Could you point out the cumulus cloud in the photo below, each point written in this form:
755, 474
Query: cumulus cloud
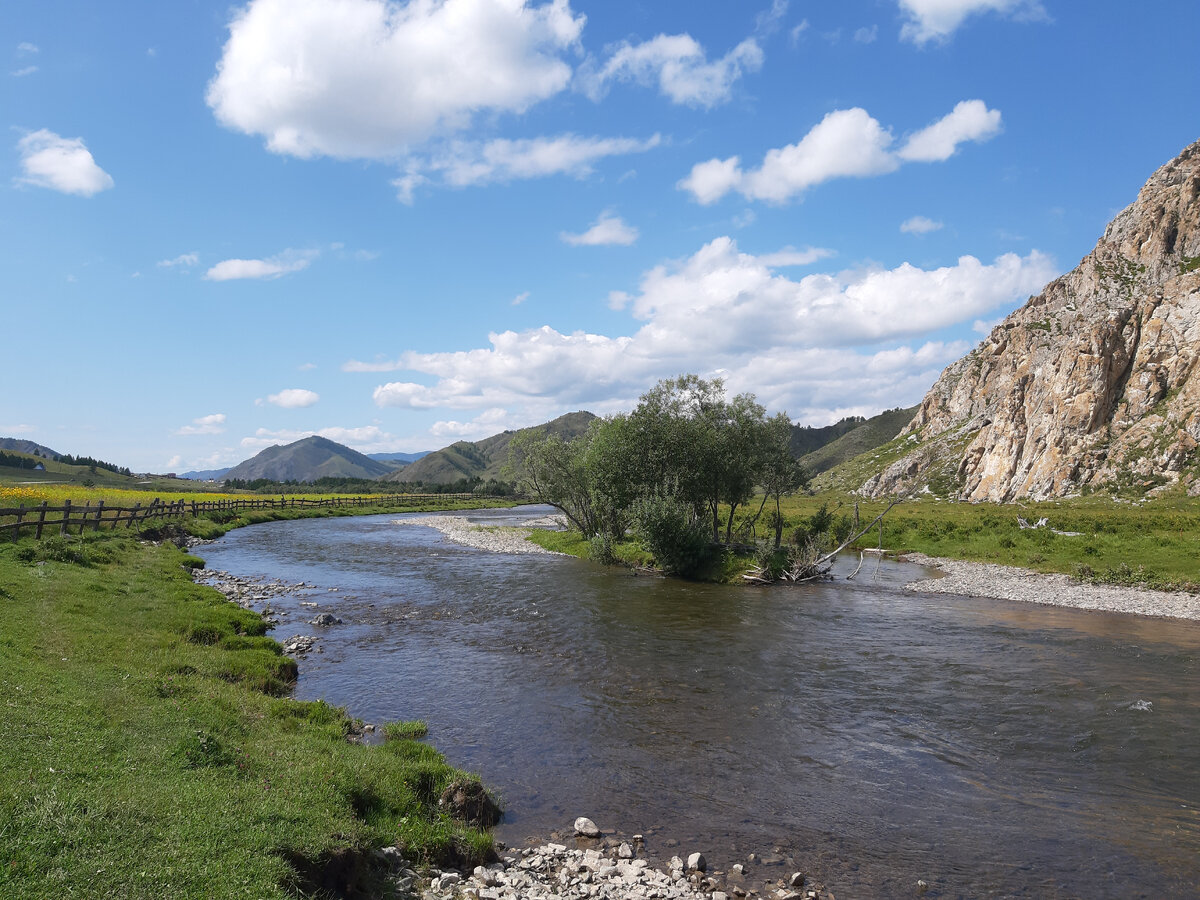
184, 259
372, 78
791, 256
919, 225
607, 231
678, 65
804, 343
289, 261
937, 19
204, 425
293, 399
846, 143
970, 120
65, 165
◇ ◇ ◇ ◇ ◇
#### [Instruction]
Repeat every line above, adding 10 to each coordinate in the answers and keeping everything else unchanged. Leave the pictures out of your answer.

#### [Result]
Could you point out the cumulus cloud in the photo below, each point written in this form:
755, 474
Query: cumulus cloud
194, 269
382, 88
801, 266
929, 235
617, 241
688, 75
814, 353
299, 271
947, 29
214, 435
303, 409
856, 153
980, 130
75, 175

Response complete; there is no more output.